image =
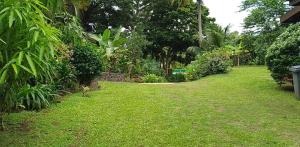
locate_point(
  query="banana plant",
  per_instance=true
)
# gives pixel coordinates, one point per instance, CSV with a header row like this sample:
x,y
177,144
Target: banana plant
x,y
108,42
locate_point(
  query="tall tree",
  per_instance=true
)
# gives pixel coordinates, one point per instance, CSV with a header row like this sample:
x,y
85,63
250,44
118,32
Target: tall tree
x,y
263,24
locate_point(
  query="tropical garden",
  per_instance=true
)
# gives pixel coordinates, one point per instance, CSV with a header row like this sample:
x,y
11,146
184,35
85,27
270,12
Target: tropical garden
x,y
185,80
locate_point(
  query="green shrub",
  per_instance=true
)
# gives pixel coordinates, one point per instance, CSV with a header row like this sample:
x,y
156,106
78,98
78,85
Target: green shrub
x,y
209,63
65,78
152,78
177,78
151,66
36,97
284,53
87,63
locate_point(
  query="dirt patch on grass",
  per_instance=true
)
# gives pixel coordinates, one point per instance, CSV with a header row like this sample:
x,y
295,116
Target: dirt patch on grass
x,y
78,137
25,126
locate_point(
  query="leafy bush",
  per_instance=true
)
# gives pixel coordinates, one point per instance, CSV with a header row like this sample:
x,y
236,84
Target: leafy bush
x,y
87,63
177,78
215,62
151,66
36,97
284,53
28,43
65,78
152,78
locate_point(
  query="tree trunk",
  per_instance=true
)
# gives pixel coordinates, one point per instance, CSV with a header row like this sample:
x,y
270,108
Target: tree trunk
x,y
200,23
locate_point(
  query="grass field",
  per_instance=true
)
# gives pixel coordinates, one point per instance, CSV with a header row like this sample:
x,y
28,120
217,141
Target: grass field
x,y
242,108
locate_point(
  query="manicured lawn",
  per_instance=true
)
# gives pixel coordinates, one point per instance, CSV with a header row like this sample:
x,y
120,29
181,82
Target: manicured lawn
x,y
242,108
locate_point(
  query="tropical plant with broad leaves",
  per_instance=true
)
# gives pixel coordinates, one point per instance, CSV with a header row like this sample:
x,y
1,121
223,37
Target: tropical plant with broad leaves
x,y
36,97
27,43
108,42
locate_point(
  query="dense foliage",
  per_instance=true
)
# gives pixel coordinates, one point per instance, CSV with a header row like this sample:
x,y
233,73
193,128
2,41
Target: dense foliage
x,y
215,62
87,63
284,53
152,78
28,44
262,26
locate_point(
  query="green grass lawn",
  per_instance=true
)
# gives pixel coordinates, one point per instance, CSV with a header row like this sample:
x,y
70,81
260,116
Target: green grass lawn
x,y
242,108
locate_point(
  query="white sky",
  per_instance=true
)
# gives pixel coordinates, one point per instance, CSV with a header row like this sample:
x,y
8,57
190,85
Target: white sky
x,y
227,12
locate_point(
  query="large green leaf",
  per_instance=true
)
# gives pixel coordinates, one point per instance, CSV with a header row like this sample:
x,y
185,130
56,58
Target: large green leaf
x,y
106,35
11,18
16,70
31,64
3,77
20,58
2,41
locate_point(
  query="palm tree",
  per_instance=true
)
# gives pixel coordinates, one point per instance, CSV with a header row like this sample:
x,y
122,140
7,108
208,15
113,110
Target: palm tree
x,y
199,2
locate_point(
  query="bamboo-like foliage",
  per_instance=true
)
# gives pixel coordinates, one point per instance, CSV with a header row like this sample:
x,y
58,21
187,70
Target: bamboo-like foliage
x,y
27,43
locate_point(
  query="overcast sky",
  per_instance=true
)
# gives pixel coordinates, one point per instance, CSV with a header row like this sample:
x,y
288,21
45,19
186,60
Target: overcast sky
x,y
226,12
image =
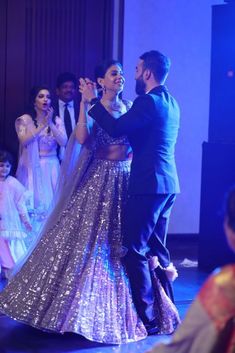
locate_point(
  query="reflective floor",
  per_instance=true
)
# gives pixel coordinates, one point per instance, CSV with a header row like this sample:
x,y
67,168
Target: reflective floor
x,y
19,338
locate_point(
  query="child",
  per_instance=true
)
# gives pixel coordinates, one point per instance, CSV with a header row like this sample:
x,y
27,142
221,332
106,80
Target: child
x,y
14,219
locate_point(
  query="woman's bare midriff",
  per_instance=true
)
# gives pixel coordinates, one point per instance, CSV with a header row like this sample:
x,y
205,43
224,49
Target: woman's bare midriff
x,y
114,152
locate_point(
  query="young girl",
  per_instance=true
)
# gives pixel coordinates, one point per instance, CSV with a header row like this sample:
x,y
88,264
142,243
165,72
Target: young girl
x,y
14,219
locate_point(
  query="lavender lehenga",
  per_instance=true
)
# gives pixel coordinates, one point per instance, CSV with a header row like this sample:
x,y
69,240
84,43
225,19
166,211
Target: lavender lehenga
x,y
73,281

++++++++

**Your assignment:** Without altering anything, output all the lines above but none of the images.

**Result of this task:**
image =
locate_point(
  query="banana plant",
  per_instance=true
)
# gives pixel coordinates, one point per instance, CSV with a header row like this sample:
x,y
177,144
Target: banana plant
x,y
108,42
locate_point(
  query="tall tree",
  per_instance=true
)
# gives pixel coordinates, one point per instance, CSV with a header row like this sample:
x,y
85,63
250,44
118,32
Target: tall tree
x,y
263,24
locate_point(
  query="tropical garden",
  per_instance=true
)
# gives pixel coordinates, one point per instance, CSV with a header row like this sample:
x,y
11,146
184,35
85,27
270,12
Target: tropical garden
x,y
185,80
locate_point(
  query="green shrub",
  per_instance=true
)
# gives pixel coordinates, one point per instance, CSV with a header row like this sample:
x,y
156,106
78,98
78,85
Target: green shrub
x,y
209,63
65,78
152,78
177,78
151,66
36,97
284,53
87,63
locate_point(
  query="dirt patch on grass",
  per_instance=true
)
# gives pixel coordinates, one point per instance, CSV with a header row like this sample:
x,y
295,116
Target: dirt patch on grass
x,y
78,137
25,126
locate_point(
  query="leafy bush",
  per_instance=true
)
# gives pixel coordinates, one point per instance, CSV with a header row like this sample:
x,y
236,84
Target: leafy bush
x,y
87,63
177,78
215,62
151,66
36,97
284,53
28,43
65,78
152,78
locate_point(
  query="tree trunk",
  per_instance=true
)
# gives pixel coordinates, one point per instance, CSV with a header row like this sample:
x,y
270,108
Target: tree trunk
x,y
200,23
locate_point(
  query="grass field",
  per_instance=true
)
# gives pixel coordinates, one point per instance, CSV with a header row like this sample:
x,y
28,120
217,141
Target: grass field
x,y
242,108
locate_point(
  query="manicured lawn",
  per_instance=true
)
# gives pixel coordinates, one point per instance, CSV with a header row like this sample:
x,y
120,29
181,82
Target: manicured lawn
x,y
242,108
locate_point(
  query="tropical plant with broad leaves",
  per_instance=true
)
# gives pixel coordinates, one point per instance, CSV with a header row like this sample:
x,y
1,121
223,37
Target: tropical plant with broad leaves
x,y
36,97
27,43
108,42
locate_point(
  query="dense foliage",
  per_instance=true
)
# gives pixel coordinates, one point per instance, CSV with a header row like this sample:
x,y
233,73
193,128
2,41
Target: dense foliage
x,y
215,62
87,63
284,53
152,78
28,44
262,26
locate_point(
  query="green grass lawn",
  per_instance=true
)
# gives pixel coordinates, one point per instance, CSV with a header row like this sample:
x,y
70,81
260,116
Target: green grass lawn
x,y
242,108
locate_point(
  query="white sky",
  per_instance=true
)
# gives pixel coordinates, one point per instance, CSV with a header row like this sample:
x,y
8,57
190,85
Target: white sky
x,y
227,12
locate_point(
  query="large green leaf",
  per_instance=true
)
# gives pixel coordinates, one point per instance, CSV with a header row like this sample:
x,y
185,130
56,58
Target: large green leaf
x,y
106,35
11,18
16,70
31,64
3,77
20,58
2,41
locate_point(
  query="palm tree",
  per_instance=true
)
# gives pixel coordinates, one point per instance, CSV with a header row like this sample:
x,y
122,140
7,108
208,15
113,110
Target: palm tree
x,y
199,2
locate_point(
  query="bamboo-like foliage",
  per_instance=true
)
# gives pixel coordinates, one point per instance, CSV with a header row like this sample:
x,y
58,21
187,70
Target: bamboo-like foliage
x,y
27,43
locate_point(
  query="overcast sky",
  per_instance=true
)
# gives pixel coordinates, one point per instance, CSV with a header row like this sample:
x,y
288,21
45,19
186,60
Target: overcast sky
x,y
226,12
image =
locate_point(
  query="reflective floor",
  per_instance=true
)
# gives pixel coordinates, one point per instance, CSV with a header row like this sample:
x,y
67,168
Target: reflective floor
x,y
19,338
locate_point(
  query="child",
  per_instance=true
)
# gives pixel coordinates, one point per instance, CSV with a header row like this sample:
x,y
27,142
221,332
106,80
Target: child
x,y
14,219
locate_point(
  query="woman's bare midriff",
  per_instance=true
)
# gives pixel coordinates, one point per instance, CSV with a header row like this sample:
x,y
205,43
224,49
Target: woman's bare midriff
x,y
114,152
locate_point(
  query="young girl",
  per_instance=true
)
# gives pixel coordinates, one point per instance, CSV with a header row like this sample:
x,y
88,264
142,243
165,72
Target: young girl
x,y
14,219
locate_point(
  query="lavender lehenga",
  per_instance=true
)
# gives pixel coordinates, one point per instance, CSV with a header row like this sample:
x,y
69,240
84,43
225,19
166,211
Target: lavender lehenga
x,y
73,281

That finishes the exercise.